**Selected text:**
====
# Apiguard and feed at the same time?



## JoeMcc (May 15, 2007)

I am trying some apiguard but also need to feed these hives. I know with some treatments your not supposed to feed during the treatment period. I cant find any info that says you cant either....

Anyone know?

JoeMcc


----------



## JPK (May 24, 2008)

http://www.dadant.com/Apiguard-FAQs.htm



> 5. Q: Can I feed my colonies while using Apiguard?
> A: Yes and No. The recommendation is not to apply Apiguard while feeding simultaneously in case the bees spend all their time taking the feed and not bothering to clean out the Apiguard gel. This is not a high risk and will vary between different colonies, so if you have to feed and treat at the same time, try it in a few colonies first and see how the bees react.


----------



## Ken&Andria (May 2, 2007)

I'm feeding and using Apigaurd at the same time. I'm not seeing any problems.

BTW, someone here suggested scraping the goo out of the tray and spreading it out on wax paper. I did that, and the bees clean out both the goo and the wax paper, so no need to go back in and fish out the tray. Thanks for the tip!


----------



## JoeMcc (May 15, 2007)

Ken&Andria said:


> I'm feeding and using Apigaurd at the same time. I'm not seeing any problems.
> 
> BTW, someone here suggested scraping the goo out of the tray and spreading it out on wax paper. I did that, and the bees clean out both the goo and the wax paper, so no need to go back in and fish out the tray. Thanks for the tip!


Thats a good idea... ty for the tip.

I decided to feed whith the Apiguard on... like you no problems. Most of the hives stored the syrup in 24 hours and eliminated all of the apiguard in 48 hours.

I checked a couple of mite boards and Im seeing a lot of drop with the Apiguard. I suppose these 80 degree days here in WA are helping. I got home last night and could smell the Apiguard 100 yards from the apiary. 

So ken and andria.... are you treating with Fumagillin this year? When will you start feeding it?

JoeMcc


----------



## Ken&Andria (May 2, 2007)
====
**Information provided:**
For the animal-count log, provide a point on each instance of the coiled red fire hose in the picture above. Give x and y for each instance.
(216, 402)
====
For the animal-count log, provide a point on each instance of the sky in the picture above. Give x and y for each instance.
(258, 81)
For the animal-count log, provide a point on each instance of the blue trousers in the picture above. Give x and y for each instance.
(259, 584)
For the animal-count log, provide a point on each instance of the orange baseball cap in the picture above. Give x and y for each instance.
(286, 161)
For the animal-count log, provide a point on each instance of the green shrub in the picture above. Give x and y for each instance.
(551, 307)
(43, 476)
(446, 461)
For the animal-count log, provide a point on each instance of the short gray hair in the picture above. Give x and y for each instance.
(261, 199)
====
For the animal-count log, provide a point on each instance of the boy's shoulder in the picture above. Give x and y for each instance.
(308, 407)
====
**Work to do:** From the forum thread on feeding hives during Apiguard treatment, copy word for word the passage from "I checked a" up to and including "from the apiary.". The material above has no part in any of this.

**Result below:**
I checked a couple of mite boards and Im seeing a lot of drop with the Apiguard. I suppose these 80 degree days here in WA are helping. I got home last night and could smell the Apiguard 100 yards from the apiary.